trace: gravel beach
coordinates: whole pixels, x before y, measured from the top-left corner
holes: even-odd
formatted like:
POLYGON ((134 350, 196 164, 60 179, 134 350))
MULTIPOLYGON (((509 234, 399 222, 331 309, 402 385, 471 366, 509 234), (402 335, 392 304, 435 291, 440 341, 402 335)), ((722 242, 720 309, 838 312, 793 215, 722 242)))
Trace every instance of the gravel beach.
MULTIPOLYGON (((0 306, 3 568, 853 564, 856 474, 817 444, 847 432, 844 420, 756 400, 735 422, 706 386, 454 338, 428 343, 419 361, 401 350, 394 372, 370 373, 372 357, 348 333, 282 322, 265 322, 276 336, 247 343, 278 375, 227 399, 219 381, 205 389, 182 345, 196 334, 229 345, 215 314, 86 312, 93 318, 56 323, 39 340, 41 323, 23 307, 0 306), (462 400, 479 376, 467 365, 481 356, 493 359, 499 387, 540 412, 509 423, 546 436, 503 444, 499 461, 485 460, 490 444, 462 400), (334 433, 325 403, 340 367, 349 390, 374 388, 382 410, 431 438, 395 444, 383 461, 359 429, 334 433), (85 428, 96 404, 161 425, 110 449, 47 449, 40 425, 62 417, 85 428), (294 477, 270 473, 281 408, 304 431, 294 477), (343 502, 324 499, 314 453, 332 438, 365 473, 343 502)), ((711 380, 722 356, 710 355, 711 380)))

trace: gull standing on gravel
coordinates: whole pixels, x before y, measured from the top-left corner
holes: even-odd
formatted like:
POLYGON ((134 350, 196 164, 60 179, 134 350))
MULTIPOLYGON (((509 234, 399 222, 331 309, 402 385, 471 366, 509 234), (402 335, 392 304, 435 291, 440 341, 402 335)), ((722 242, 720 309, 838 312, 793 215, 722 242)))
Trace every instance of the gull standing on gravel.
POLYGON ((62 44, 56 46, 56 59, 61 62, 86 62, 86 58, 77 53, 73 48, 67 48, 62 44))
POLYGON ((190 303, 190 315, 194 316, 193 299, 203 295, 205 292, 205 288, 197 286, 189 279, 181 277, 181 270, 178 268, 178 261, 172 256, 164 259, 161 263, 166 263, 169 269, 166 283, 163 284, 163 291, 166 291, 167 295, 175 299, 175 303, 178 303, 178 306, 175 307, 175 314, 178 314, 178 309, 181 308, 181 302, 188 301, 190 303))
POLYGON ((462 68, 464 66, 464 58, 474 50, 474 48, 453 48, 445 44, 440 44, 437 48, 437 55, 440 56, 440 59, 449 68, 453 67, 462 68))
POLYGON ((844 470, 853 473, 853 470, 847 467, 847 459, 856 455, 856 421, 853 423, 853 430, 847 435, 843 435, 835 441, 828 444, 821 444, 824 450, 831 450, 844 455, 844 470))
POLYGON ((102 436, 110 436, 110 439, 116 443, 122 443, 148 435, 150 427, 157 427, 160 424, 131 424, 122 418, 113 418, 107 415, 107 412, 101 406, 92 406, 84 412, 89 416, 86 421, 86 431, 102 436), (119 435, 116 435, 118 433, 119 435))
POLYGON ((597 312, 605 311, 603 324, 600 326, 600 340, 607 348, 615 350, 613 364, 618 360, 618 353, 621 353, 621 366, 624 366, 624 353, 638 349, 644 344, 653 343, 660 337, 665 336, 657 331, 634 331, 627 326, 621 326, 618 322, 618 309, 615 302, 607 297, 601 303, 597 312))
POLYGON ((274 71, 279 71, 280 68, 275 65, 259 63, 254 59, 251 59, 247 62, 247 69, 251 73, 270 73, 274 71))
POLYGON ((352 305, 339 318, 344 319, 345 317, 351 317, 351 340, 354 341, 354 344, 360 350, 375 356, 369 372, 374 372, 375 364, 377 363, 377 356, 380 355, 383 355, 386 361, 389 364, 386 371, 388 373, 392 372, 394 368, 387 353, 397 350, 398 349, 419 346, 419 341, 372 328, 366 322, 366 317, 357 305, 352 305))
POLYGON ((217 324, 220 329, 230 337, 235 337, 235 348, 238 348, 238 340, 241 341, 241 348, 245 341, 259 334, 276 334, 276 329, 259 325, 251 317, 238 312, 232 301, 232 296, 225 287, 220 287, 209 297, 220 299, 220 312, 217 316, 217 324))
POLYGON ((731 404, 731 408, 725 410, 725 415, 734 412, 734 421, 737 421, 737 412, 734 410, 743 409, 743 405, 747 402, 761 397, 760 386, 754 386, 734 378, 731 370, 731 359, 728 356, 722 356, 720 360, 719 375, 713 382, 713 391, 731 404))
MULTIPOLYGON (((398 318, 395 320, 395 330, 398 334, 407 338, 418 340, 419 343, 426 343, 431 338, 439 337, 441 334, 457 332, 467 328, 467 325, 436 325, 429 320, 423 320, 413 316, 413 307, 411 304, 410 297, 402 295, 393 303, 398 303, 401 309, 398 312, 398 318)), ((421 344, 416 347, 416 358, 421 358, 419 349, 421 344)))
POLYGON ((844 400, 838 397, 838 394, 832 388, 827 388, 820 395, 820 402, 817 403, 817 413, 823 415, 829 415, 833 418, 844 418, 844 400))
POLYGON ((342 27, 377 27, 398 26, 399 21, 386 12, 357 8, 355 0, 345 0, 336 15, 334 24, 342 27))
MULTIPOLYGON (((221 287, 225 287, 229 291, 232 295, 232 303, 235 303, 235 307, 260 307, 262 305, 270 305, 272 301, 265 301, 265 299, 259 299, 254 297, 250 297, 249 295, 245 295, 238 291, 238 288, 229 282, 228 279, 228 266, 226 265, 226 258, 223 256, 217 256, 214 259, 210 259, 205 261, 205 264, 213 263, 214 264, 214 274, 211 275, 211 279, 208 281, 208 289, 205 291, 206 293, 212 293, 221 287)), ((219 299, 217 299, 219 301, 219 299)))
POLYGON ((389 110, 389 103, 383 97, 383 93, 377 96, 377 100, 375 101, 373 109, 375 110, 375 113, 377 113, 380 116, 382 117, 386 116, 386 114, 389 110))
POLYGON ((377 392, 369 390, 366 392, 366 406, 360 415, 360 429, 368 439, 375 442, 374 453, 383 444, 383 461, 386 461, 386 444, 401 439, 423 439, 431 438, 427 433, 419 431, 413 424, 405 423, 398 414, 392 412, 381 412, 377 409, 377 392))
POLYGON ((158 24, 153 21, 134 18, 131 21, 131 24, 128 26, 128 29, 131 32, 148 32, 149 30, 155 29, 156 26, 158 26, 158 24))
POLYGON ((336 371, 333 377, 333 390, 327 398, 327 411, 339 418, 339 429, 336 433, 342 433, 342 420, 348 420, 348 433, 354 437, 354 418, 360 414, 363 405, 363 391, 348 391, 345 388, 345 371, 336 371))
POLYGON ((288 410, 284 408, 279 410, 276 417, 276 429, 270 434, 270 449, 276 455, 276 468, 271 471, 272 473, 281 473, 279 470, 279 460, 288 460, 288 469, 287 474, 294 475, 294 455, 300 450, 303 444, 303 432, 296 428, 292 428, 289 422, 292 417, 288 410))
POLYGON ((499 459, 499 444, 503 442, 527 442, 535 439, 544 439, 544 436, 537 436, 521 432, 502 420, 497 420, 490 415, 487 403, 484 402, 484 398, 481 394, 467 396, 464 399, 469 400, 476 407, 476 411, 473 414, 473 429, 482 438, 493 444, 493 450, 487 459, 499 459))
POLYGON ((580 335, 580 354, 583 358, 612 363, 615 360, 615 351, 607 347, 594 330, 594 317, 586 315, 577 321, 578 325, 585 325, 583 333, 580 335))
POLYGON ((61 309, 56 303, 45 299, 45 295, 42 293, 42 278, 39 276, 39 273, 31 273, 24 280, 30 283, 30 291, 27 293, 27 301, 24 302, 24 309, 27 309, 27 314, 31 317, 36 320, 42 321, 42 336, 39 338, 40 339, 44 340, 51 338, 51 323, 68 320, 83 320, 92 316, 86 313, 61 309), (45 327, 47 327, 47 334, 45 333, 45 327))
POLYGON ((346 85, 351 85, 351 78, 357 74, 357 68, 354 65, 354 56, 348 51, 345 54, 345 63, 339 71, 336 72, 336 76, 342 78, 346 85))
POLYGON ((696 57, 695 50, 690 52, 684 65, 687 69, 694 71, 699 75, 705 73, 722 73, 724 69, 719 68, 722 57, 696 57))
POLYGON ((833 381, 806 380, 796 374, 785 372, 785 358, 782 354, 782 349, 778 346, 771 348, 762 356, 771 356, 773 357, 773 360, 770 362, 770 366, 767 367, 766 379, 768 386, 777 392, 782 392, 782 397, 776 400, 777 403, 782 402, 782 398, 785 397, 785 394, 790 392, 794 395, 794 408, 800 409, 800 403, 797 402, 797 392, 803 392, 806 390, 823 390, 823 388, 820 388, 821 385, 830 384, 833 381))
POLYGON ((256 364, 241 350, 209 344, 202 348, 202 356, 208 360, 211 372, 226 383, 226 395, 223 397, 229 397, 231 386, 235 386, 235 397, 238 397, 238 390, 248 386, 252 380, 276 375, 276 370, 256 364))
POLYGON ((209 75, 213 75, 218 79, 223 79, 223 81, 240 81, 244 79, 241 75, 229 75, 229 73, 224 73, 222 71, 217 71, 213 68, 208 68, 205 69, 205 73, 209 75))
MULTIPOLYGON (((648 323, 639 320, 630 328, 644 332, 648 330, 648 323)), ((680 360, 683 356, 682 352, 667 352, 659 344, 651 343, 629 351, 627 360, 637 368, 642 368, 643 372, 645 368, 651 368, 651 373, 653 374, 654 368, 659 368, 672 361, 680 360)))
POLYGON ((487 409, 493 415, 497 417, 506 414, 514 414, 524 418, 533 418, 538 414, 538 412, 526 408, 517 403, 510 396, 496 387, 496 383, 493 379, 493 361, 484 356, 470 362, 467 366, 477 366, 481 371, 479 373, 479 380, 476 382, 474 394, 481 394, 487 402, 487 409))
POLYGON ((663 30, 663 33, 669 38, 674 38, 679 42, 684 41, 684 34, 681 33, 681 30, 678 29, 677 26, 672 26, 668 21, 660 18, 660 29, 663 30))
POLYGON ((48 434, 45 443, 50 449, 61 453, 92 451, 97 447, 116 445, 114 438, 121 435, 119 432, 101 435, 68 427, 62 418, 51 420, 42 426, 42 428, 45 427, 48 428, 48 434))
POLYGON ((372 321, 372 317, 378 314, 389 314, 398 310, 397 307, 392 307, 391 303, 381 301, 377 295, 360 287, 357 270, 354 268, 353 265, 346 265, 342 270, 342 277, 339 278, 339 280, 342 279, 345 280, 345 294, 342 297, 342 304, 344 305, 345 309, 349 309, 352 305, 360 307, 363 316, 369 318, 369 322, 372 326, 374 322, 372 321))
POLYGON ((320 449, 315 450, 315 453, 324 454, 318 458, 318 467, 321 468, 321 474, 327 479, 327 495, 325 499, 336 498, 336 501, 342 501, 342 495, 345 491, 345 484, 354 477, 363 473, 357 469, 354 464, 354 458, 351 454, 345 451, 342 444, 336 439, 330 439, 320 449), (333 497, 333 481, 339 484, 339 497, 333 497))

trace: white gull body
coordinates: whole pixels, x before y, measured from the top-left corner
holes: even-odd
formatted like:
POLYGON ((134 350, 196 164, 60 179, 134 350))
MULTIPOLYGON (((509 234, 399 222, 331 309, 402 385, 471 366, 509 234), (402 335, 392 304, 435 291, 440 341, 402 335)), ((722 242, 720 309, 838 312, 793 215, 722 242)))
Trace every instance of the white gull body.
============
Reproduce the material from the line containing "trace: white gull body" through the end of the material, both included, replacing "top-left corner" with "upper-left corner" and changing nothing else.

trace: white gull body
coordinates: whole pixels, x before y, measured from the upper-left corner
holes: even-odd
formatted like:
POLYGON ((134 350, 196 164, 60 179, 134 350))
MULTIPOLYGON (((509 234, 399 222, 331 309, 402 385, 471 366, 509 234), (402 335, 392 304, 435 291, 440 341, 402 335)), ((722 242, 720 309, 838 312, 793 215, 722 242)))
Trace every instance of the white gull body.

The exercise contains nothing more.